(Saved data entries)
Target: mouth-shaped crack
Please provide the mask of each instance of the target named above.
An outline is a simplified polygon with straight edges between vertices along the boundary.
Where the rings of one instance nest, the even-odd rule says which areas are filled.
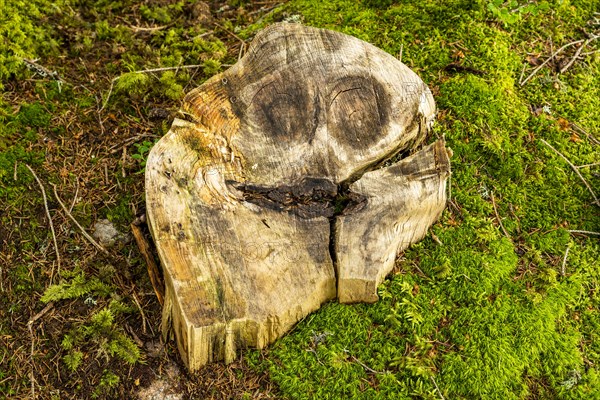
[[[410,152],[422,148],[422,146],[418,147],[418,149],[411,149]],[[244,201],[261,208],[289,212],[302,219],[327,218],[329,220],[329,255],[333,263],[337,286],[339,280],[337,276],[336,229],[338,227],[336,220],[339,216],[359,212],[367,205],[368,201],[367,196],[351,191],[351,185],[362,178],[365,173],[399,162],[408,157],[410,152],[404,146],[399,146],[338,185],[329,179],[314,177],[304,177],[297,184],[276,187],[236,181],[227,181],[227,184],[240,191]]]
[[[353,196],[348,184],[335,185],[324,178],[302,178],[296,185],[263,187],[234,181],[227,182],[241,191],[244,200],[275,211],[290,212],[300,218],[333,219],[349,207],[366,201]]]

**What to do**. Reproduce each entry exactly, without the pictures.

**Reply**.
Target: mouth-shaped crack
Please provide the mask of each instance of the target named above.
An outline is a simplified polygon with straight edges between vertices along the boundary.
Where the rings of one instance nest, the even-odd rule says which areas are filled.
[[[410,152],[422,148],[422,146],[418,147],[418,149],[411,149]],[[244,201],[261,208],[289,212],[302,219],[327,218],[329,220],[329,255],[333,263],[337,286],[339,280],[337,276],[336,229],[338,227],[336,220],[339,216],[359,212],[367,205],[368,201],[367,196],[351,191],[351,185],[362,178],[365,173],[399,162],[408,157],[410,152],[404,146],[399,146],[338,185],[329,179],[314,177],[304,177],[297,184],[276,187],[236,181],[227,181],[227,184],[240,191]]]
[[[353,196],[348,184],[335,185],[324,178],[302,178],[296,185],[263,187],[234,181],[227,182],[241,191],[244,200],[275,211],[290,212],[300,218],[333,219],[349,207],[366,201]]]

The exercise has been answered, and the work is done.